Konut üretiminde artış destekleniyor: Yatırımcıların enflasyondan korunma amacıyla 2021’in son çeyreğinde gayrimenkul alımına yönelmesinin de etkisiyle bir süre hızlı bir yükseliş sergileyen konut satışları, 2022 yazında yavaşlamaya ve ardından gerilemeye başladı. Yeni inşaat başlangıçlarında süren gerileme de sektördeki sorunlara işaret etmekte olup, gerçekleştirilen desteklerin (sosyal konut atılımı ve orta gelirliye uygun koşullarda konut kredisi kampanyası gibi) sektörün bu alanında kısmi bir rahatlama sağlayabileceği değerlendiriliyor. Konut kredisi faiz oranlarını psikolojik sınır olan %1’in altına düşürecek “Yeni Evim” kampanyasının sektöre etkilerinin olumlu olması bekleniyor. Özellikle Anadolu’da büyük kentlerin çeperlerinde yeni konut üretimiyle sektörde hareketlilik sağlanabilecek.

■ ■ ■ ■ ■

Yapılacak iş
Konut üretimine verilen desteklerden söz eden metni, son cümlesinin ardından devam ederek sürdürün.

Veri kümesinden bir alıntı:
■ ■ ■ ■ ■

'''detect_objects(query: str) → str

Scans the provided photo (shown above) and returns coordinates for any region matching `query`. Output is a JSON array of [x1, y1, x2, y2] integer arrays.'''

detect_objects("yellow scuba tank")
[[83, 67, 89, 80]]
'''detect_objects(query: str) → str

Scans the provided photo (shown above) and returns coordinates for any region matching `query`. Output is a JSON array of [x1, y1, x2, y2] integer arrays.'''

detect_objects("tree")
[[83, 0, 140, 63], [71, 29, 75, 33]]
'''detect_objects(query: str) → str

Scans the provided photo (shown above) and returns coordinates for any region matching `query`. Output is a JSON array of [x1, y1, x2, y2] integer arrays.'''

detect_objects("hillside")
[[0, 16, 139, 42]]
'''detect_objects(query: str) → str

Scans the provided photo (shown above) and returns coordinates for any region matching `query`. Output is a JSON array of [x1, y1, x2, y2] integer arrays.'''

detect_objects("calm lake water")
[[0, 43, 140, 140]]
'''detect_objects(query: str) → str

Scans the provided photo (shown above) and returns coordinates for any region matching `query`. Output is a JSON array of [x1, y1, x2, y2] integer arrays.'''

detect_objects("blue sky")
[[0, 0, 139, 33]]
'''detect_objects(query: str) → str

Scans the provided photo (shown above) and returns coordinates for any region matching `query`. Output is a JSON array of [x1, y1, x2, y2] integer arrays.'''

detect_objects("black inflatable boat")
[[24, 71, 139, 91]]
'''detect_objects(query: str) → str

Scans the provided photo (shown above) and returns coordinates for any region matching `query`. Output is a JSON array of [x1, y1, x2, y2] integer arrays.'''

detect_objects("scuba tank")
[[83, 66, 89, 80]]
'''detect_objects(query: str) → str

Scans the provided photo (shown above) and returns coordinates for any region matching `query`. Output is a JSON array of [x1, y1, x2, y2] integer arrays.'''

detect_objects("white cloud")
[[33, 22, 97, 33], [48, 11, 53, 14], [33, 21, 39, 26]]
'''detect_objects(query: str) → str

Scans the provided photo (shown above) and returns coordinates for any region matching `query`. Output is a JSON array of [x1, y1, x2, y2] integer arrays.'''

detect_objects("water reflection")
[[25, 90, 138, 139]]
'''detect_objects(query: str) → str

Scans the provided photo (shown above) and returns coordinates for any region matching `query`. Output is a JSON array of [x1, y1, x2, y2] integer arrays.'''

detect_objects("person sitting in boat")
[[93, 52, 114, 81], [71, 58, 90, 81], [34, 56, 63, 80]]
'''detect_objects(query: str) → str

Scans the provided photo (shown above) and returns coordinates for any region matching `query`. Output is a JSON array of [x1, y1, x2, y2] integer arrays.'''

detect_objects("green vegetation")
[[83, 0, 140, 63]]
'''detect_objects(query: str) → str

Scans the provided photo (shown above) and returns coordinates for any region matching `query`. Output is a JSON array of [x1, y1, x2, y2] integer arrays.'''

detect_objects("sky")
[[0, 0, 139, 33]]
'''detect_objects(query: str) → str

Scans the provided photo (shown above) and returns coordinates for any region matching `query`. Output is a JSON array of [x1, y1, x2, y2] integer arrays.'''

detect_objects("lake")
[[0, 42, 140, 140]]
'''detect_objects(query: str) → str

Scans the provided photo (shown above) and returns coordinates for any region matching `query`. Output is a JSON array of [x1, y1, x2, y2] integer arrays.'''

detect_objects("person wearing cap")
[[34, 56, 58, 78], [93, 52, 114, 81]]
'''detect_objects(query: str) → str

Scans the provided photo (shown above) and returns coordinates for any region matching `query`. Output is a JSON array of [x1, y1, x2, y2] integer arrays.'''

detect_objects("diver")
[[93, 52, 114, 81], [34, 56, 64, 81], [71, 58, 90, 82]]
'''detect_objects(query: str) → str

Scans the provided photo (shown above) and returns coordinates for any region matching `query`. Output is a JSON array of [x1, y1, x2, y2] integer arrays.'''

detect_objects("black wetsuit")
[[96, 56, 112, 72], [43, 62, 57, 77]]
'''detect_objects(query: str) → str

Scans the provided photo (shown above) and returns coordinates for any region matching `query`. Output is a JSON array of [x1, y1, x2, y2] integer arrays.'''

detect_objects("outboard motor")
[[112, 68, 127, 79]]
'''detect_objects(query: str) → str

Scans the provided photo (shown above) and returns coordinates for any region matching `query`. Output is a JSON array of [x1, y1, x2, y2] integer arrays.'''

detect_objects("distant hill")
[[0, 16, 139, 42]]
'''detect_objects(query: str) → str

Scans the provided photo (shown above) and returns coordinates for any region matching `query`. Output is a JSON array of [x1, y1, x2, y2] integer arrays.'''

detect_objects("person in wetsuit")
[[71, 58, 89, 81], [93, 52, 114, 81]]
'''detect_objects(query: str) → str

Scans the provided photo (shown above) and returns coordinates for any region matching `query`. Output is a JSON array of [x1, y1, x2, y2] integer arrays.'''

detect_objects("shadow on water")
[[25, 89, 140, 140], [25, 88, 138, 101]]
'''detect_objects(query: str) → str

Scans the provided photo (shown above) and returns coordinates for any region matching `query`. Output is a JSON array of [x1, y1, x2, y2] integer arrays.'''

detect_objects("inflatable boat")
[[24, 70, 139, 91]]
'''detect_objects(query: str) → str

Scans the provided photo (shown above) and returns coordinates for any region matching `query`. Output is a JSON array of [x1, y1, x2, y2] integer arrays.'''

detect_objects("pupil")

■ ■ ■ ■ ■

Göreve yanıt
Yurt dışında körfeze yönelik çalışmalar hız kazandı: Rusya-Ukrayna savaşı sonrası için TMB tarafından Ukrayna ve ülkemiz makamları ile ülkenin yeniden imar çalışmalarına yönelik temaslar sürdürülürken, Suudi Arabistan ve Birleşik Arap Emirlikleri (BAE) başta olmak üzere Körfez ülkeleriyle son dönemde ısınmaya başlayan siyasi ilişkilerin ilerleyen dönemde sektörde yeni projeler şeklinde somut yansımaları da olabilecek. Özellikle Suudi Arabistan yetkilileri ile sektörel temaslar geçen çeyrek dönemde hız kazandı. Önümüzdeki 10 yıl içinde hayata geçirilmesi öngörülen yaklaşık 3,3 trilyon Dolarlık alt ve üst yapı yatırımları ile Körfez’de öne çıkan ülkede Saudi 2030 ve Gigaproject gibi programlardan Türk müteahhitlerin pay alması sektörün küresel pazardaki mevcut zorluklardan daha az etkilenerek çıkması için son derece önemli.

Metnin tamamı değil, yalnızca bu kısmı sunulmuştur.